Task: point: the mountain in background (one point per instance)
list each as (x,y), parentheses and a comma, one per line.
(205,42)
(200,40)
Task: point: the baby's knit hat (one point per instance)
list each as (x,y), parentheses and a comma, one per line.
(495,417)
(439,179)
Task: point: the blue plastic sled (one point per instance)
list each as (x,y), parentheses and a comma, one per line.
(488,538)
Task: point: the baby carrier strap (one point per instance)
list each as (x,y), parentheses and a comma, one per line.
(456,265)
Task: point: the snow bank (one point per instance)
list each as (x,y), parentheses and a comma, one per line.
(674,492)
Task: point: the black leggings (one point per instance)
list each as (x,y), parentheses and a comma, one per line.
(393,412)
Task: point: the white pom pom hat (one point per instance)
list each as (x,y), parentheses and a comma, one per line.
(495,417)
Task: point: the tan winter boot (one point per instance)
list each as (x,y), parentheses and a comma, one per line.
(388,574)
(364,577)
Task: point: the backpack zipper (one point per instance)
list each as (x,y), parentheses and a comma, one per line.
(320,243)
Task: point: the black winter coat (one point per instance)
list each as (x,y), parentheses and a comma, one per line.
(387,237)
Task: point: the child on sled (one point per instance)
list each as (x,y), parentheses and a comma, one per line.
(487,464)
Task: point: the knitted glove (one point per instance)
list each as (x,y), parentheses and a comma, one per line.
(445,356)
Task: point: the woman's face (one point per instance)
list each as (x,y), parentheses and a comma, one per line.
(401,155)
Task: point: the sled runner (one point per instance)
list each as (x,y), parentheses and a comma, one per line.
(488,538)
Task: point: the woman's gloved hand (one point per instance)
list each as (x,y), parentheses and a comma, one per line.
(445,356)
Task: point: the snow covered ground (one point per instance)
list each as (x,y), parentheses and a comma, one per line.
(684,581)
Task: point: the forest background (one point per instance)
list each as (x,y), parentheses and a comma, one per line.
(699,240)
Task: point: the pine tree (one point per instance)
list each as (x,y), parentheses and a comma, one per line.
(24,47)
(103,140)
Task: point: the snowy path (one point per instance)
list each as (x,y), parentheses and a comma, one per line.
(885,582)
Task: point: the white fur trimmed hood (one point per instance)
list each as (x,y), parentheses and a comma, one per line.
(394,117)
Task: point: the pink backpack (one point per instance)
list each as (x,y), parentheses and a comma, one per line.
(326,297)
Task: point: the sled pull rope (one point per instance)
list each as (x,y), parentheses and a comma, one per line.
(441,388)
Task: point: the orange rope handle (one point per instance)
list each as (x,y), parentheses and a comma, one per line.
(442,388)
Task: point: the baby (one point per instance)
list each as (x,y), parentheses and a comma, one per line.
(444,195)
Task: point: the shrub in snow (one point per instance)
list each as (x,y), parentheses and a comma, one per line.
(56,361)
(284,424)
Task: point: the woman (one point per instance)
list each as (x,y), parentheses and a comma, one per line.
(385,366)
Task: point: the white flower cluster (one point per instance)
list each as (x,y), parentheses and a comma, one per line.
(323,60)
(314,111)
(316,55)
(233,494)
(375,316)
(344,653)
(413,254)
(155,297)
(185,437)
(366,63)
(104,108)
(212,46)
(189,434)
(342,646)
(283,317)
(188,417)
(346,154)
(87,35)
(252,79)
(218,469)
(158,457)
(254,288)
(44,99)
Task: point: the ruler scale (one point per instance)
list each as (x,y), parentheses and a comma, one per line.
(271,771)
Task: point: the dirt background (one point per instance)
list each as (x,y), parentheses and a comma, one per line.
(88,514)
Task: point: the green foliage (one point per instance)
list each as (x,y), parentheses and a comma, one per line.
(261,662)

**What needs to be done**
Please rescale the part that opens with the line containing "Task: point: the shrub" and closes with the last of the entries, both ends included. Write each of those lines out again, requests included, with every coordinate in the answers multiplied by 0.9 and rounded to a whole number, halves rounding up.

**Problem solution**
Task: point: the shrub in snow (one point per instance)
list each as (x,y), parentheses and a comma, one per line.
(50,325)
(256,382)
Task: point: the woman (one point per instance)
list each as (x,y), parentheses and a comma, one per line.
(347,329)
Task: point: the white flower cluster (one point per instance)
list each as (x,y), parentheses and a comma, one per line.
(291,54)
(283,100)
(284,50)
(210,445)
(338,284)
(310,588)
(372,229)
(140,267)
(167,393)
(329,57)
(94,97)
(191,41)
(170,391)
(308,581)
(255,285)
(169,375)
(311,139)
(78,32)
(227,71)
(196,422)
(142,411)
(229,259)
(40,89)
Task: point: the ruler scale (one point per instance)
list each as (x,y), parentheses and a comma, one per line.
(244,694)
Task: point: the dirt background (one point per instance)
list each as (x,y), parentheses and a comma, one per line.
(79,463)
Task: point: the green foliage (one point per instance)
list each as (x,y), parentheses and a comma, one per line.
(235,596)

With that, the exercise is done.